Task to complete: The expected reply is all of the data, returned exactly.

+---+

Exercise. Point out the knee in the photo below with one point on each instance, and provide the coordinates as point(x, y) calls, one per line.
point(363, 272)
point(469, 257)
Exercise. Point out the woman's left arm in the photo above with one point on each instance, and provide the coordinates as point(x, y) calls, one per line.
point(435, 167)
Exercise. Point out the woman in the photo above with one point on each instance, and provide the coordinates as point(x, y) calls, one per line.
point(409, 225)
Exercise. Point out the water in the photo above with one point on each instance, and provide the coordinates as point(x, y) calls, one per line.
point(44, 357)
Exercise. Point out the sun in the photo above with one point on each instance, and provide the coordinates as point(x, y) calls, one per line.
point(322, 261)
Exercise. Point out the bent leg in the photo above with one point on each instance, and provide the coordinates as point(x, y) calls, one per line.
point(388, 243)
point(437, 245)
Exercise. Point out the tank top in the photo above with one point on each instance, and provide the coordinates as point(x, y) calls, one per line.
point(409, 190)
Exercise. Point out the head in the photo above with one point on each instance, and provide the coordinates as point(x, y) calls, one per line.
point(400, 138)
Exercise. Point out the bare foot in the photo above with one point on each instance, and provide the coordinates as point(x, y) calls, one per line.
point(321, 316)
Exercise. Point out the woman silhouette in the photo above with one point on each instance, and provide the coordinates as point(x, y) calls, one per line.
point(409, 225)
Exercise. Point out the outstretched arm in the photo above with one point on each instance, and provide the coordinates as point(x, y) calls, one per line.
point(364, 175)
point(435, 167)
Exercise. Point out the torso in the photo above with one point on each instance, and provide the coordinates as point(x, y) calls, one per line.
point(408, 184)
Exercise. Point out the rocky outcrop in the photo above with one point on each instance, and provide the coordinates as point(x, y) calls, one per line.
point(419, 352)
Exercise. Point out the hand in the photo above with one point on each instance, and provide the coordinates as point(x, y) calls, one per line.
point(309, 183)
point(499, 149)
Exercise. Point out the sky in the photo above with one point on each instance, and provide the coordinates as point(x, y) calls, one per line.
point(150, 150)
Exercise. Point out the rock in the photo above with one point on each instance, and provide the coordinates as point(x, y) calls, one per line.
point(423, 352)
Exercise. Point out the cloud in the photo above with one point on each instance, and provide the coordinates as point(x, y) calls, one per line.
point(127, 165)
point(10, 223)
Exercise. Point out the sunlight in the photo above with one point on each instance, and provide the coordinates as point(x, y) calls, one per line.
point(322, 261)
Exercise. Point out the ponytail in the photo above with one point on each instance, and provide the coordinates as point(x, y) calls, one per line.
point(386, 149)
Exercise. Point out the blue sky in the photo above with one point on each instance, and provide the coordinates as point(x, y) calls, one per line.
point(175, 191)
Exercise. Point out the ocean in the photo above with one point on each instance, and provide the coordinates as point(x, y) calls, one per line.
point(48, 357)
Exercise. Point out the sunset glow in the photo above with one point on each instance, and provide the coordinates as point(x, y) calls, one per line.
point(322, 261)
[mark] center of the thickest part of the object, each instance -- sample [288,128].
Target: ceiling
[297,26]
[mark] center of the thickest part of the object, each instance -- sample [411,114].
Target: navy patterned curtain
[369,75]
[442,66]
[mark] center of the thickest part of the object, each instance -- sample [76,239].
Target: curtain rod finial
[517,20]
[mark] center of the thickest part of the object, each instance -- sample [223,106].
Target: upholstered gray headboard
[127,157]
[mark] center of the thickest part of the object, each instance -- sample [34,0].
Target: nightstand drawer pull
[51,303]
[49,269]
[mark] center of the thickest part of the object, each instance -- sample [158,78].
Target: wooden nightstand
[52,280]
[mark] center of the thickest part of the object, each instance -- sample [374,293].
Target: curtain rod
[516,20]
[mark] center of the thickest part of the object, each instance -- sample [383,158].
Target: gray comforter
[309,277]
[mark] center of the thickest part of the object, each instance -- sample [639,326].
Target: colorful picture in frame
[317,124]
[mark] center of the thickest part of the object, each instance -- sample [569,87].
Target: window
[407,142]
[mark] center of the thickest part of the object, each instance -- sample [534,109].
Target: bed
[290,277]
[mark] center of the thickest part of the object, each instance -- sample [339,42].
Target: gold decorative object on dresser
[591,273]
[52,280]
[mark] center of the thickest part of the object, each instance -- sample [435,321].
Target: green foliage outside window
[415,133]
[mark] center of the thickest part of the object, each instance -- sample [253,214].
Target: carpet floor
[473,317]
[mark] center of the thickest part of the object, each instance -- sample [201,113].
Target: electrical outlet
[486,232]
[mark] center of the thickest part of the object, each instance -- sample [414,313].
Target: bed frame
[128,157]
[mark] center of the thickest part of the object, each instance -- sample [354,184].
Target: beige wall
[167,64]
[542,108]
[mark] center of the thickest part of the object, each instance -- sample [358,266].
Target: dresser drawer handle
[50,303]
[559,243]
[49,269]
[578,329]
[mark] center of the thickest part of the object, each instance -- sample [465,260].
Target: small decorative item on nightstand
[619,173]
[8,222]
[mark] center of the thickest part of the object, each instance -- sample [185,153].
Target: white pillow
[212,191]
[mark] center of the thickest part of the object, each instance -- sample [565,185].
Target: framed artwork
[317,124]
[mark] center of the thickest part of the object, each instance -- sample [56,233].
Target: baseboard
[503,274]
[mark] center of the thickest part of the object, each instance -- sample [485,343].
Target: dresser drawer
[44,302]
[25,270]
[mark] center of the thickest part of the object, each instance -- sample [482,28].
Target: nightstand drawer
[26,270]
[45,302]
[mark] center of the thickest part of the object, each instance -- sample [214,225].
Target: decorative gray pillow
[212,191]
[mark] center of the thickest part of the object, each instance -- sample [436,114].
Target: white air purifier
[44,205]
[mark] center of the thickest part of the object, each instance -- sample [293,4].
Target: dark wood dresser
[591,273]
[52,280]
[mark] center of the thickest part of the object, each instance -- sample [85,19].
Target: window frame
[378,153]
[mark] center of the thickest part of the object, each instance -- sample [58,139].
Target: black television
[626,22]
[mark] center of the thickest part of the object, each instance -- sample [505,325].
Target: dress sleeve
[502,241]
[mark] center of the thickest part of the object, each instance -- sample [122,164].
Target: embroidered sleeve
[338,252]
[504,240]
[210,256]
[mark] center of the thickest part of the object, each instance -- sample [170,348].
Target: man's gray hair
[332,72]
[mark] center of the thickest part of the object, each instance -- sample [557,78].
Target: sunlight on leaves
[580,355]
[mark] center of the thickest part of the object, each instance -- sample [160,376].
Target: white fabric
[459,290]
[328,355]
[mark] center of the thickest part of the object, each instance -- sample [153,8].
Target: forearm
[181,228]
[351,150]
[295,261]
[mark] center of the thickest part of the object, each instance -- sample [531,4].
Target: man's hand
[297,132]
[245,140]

+---+

Task result:
Exercise. Point out the knee in the photo below with one point on each instance, and provide the coordinates as point(x, y) calls, one per line.
point(363, 272)
point(469, 257)
Exercise. Point out the woman's left arm in the photo above with one point on each instance, and provide the coordinates as point(x, y) calls, one per line.
point(435, 167)
Exercise. Point out the woman in the photo above with one point on each instance, and provide the coordinates as point(x, y) calls, one per line.
point(409, 225)
Exercise. Point out the water in the photo above with one point on each instance, and provide the coordinates as point(x, y) calls, one per line.
point(44, 357)
Exercise. Point out the sun in the photo above with one point on each instance, and provide the coordinates as point(x, y) calls, one per line.
point(322, 261)
Exercise. Point out the bent leg in the photo above with one point on each instance, and provide the coordinates as point(x, y) calls, one per line.
point(388, 243)
point(437, 245)
Exercise. Point out the tank top in the photo above with one point on each instance, and provide the coordinates as point(x, y) calls, one per line.
point(409, 190)
Exercise. Point out the head in the photo above with one point on each instance, and provide the coordinates as point(x, y) calls, one per line.
point(400, 138)
Exercise. Point out the bare foot in the photo above with one point on each instance, and provide the coordinates as point(x, y) calls, one per line.
point(321, 316)
Exercise. Point out the woman silhouette in the photo above with one point on each instance, and provide the coordinates as point(x, y) calls, one per line.
point(409, 225)
Exercise. Point out the outstretched arm in the photo above with one point on each instance, and provide the coordinates as point(x, y) calls, one per line.
point(364, 175)
point(435, 167)
Exercise. Point out the torso in the photo above with one point on each instance, and provide the coordinates as point(x, y) calls, one per line.
point(408, 184)
Exercise. Point out the rocky outcrop in the photo above with one point on each instance, and provide the coordinates as point(x, y) calls, one per line.
point(419, 352)
Exercise. Point out the hand in the photo above with one point on each instance, and provide the coordinates as point(x, y) calls, one per line.
point(309, 183)
point(499, 149)
Exercise. Point out the sky in the photo above with one point on each instance, and provide the coordinates as point(x, y) calls, one per line.
point(150, 150)
Exercise. Point out the rock in the photo above with one point on each instance, and provide the coordinates as point(x, y) calls, one per line.
point(423, 352)
Exercise. Point out the cloud in the photo above with one point on each instance, and provide the coordinates as point(x, y) calls, one per line.
point(127, 165)
point(10, 223)
Exercise. Point out the sunlight in the photo above with one point on each instance, and provide the coordinates as point(x, y) calls, one per line.
point(322, 261)
Exercise. Point out the ponytail in the photo above with one point on each instance, and provide the coordinates as point(x, y) calls, one per line.
point(386, 149)
Exercise. Point out the blue sky in the photo above with one point on each instance, and provide the coordinates as point(x, y) calls, one per line.
point(175, 191)
Exercise. Point out the ocean in the photo above with one point on each instance, and provide the coordinates as point(x, y) calls, one per line.
point(48, 357)
Exercise. Point out the sunset glow in the photo above with one point on each instance, and provide the coordinates as point(x, y) calls, one per line.
point(322, 261)
[mark] center of the thickest part of the object, each instance -- sample [288,128].
Target: ceiling
[297,26]
[mark] center of the thickest part of the object, each instance -- sample [411,114].
Target: navy patterned curtain
[369,75]
[442,66]
[mark] center of the thickest part of the object, each instance -- sample [76,239].
Target: curtain rod finial
[517,20]
[mark] center of the thickest part of the object, each instance -- sample [223,106].
Target: upholstered gray headboard
[127,157]
[mark] center of the thickest part of the object, each instance -- sample [34,0].
Target: nightstand drawer pull
[51,303]
[49,269]
[mark] center of the thickest part of the object, each instance -- sample [158,78].
Target: wooden nightstand
[52,280]
[mark] center of the thickest part of the object, each instance -- sample [374,293].
Target: curtain rod
[516,20]
[mark] center of the thickest part of the object, each instance -- sample [383,158].
Target: gray comforter
[309,277]
[mark] center of the thickest part of the object, each instance -- sample [639,326].
Target: colorful picture in frame
[317,124]
[mark] center of the thickest part of the object, each instance -- sample [569,87].
Target: window
[407,142]
[mark] center of the thickest part of the object, each instance -- sample [534,109].
Target: bed
[290,277]
[mark] center of the thickest part of the object, each instance -- sample [339,42].
Target: gold decorative object on dresser
[591,273]
[52,280]
[mark] center of the thickest part of the object, each instance -- sample [435,321].
Target: green foliage outside window
[415,133]
[mark] center of the thickest part of the object, each instance -- sample [253,214].
Target: carpet floor
[473,317]
[mark] center of the thickest part of the object, each instance -- sample [201,113].
Target: electrical outlet
[486,232]
[mark] center of the thickest part of the object, each instance -- sample [414,313].
Target: bed frame
[128,157]
[mark] center of the thickest part of the object, each instance -- sample [354,184].
Target: beige wall
[167,64]
[542,108]
[mark] center of the thickest part of the object, each instance -- sample [358,266].
Target: dresser drawer handle
[50,303]
[559,243]
[49,269]
[578,329]
[mark] center of the thickest part of the object, each instance -- sample [465,260].
Target: small decorative item on nightstand
[619,173]
[8,222]
[mark] center of the thickest part of the object, each instance -- sample [185,153].
Target: white pillow
[212,191]
[mark] center of the thickest part of the object, each instance -- sample [565,185].
Target: framed artwork
[317,124]
[mark] center of the thickest part of the object, each instance -- sample [56,233].
Target: baseboard
[503,274]
[mark] center of the thickest part of the object, each instance -- sample [485,343].
Target: dresser drawer
[44,302]
[25,270]
[mark] center of the thickest part of the object, each instance -- sample [482,28].
Target: nightstand drawer
[26,270]
[45,302]
[mark] center of the thickest part of the object, each instance -- sample [214,225].
Target: decorative gray pillow
[212,191]
[mark] center of the thickest part of the object, each instance -- sample [436,114].
Target: white air purifier
[44,205]
[mark] center of the thickest part of the object, each instance -- sample [293,4].
Target: dark wood dresser
[591,273]
[52,280]
[mark] center of the thickest part of the object, each instance -- sample [85,19].
Target: window frame
[378,153]
[mark] center of the thickest part of the object, each instance -- sample [58,139].
Target: black television
[626,22]
[mark] center of the thickest part of the object, each instance -- sample [505,325].
Target: dress sleeve
[502,241]
[mark] center of the thickest part of the object, each instance -- sample [122,164].
Target: embroidered sleeve
[338,252]
[504,240]
[210,256]
[mark] center of the thickest part of the object, each instance -- sample [170,348].
Target: man's gray hair
[332,72]
[mark] center of the thickest part of the object, each instance -- sample [557,78].
Target: sunlight on leaves
[580,355]
[mark] center of the thickest part of the object, each instance -- sample [160,376].
Target: white fabric
[459,290]
[328,355]
[mark] center of the thickest part of the object, each instance -- sample [153,8].
Target: forearm
[181,228]
[351,150]
[295,261]
[mark] center of the thickest part of the object, each instance -- sample [531,4].
Target: man's hand
[297,132]
[245,140]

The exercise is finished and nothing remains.